## Begin TEXT PROVIDED

As Close To Live As You Could Get From The Middle Of Nowhere Without A Car

October 12, 2011

By the autumn of 1984, my friends and I all had our driver’s licenses.

Not that much could be done with them sans a mode of transport.

A fair number of the kids in our high school had cars. Our small town was rural enough that it was a necessity for some of the kids living on farms in the hinterlands.

(thus making the pick-up to car ratio close to 50/50 in our high school parking lot)

There were also those who had inherited vehicles from older siblings and, as there was a bit of wealth in the area, there were the kids whose coming-of-driving-age arrived with a complimentary car.

I belonged to none of those categories.

The lack of transportation plagued me and my friends’ efforts to attend concerts. The nearest cities having arenas of 20,000 seats – the ones most likely to get dates for the most high-profile tours – were sixty and eighty miles plus down one interstate or another.

(close enough to shimmer like an oasis on the horizon)

The first challenge was to get everyone to commit and have the funds.

To even get tickets meant getting to one of the cities to acquire them in person. If such a thing could not be arranged, it was a Saturday morning on the phone, trying to get through to Ticketmaster as thousands of other people attempted to do the same in the pre-internet ’80s.

(after someone having convinced a parent to part with a credit card)

It was quite an operation.

Most of the shows I attended in high school were someone coming up with tickets at the last minute and, usually, our buddy Beej loaning himself his older brother’s car to provide transport.

More often than not, it would be settling for a concert replay. There were stations from Cincinnati and Indianapolis at the time that would sometimes air the songs that had been played at the show with “live” crowd noise mixed in.

## End TEXT PROVIDED

[TO DO]:
a) In the essay on getting to concerts, how far away were the nearest cities with 20,000-seat arenas?
b) Please return, word for word, everything in the essay on getting to concerts from "(after someone having" down to "to provide transport.".

## Begin DATA SECTION

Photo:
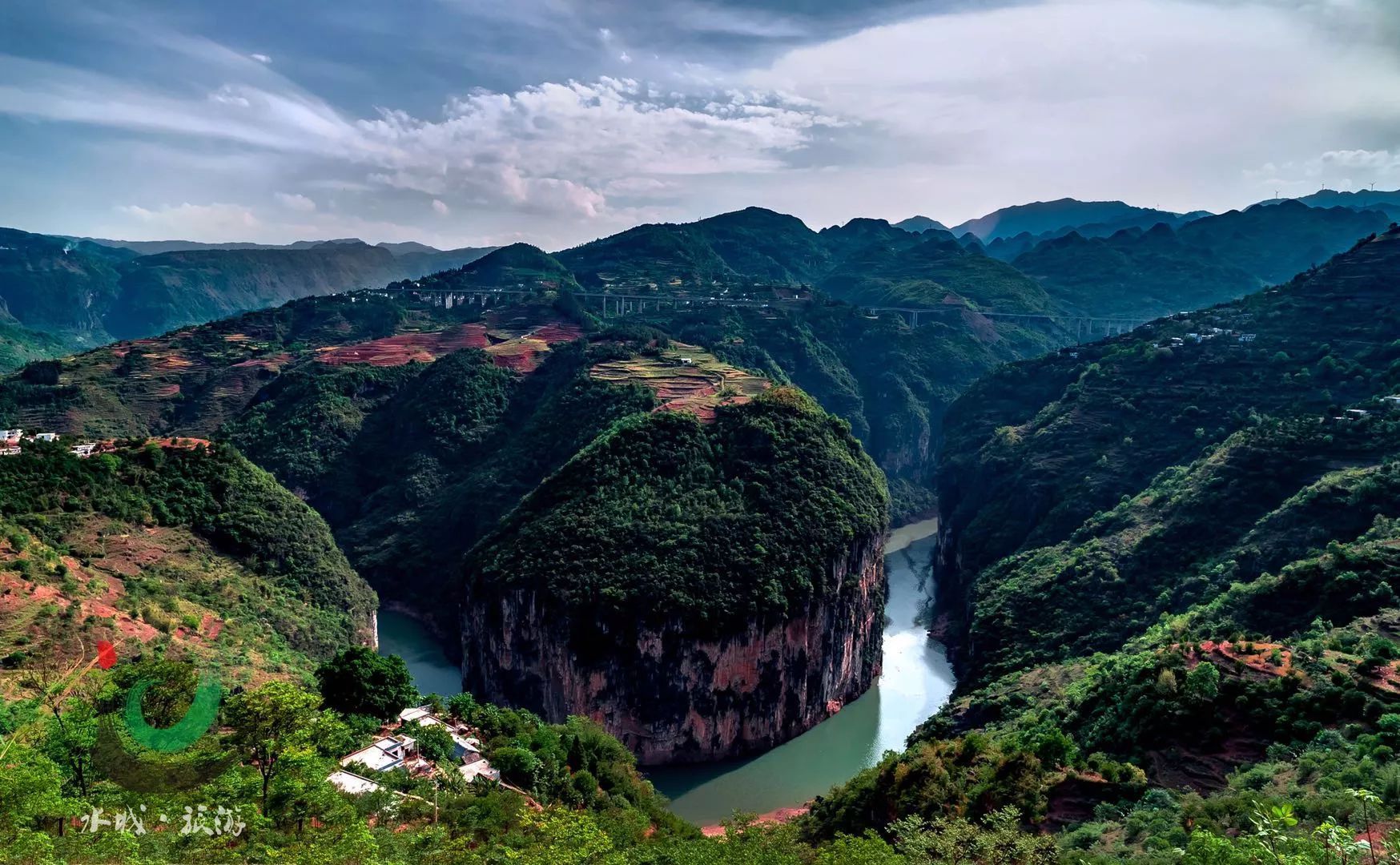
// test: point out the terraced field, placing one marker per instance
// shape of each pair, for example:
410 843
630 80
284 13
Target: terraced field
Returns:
685 378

## End DATA SECTION

[SOLUTIONS TO THE TASKS]:
a) They were sixty and eighty miles plus away.

b)
(after someone having convinced a parent to part with a credit card)

It was quite an operation.

Most of the shows I attended in high school were someone coming up with tickets at the last minute and, usually, our buddy Beej loaning himself his older brother’s car to provide transport.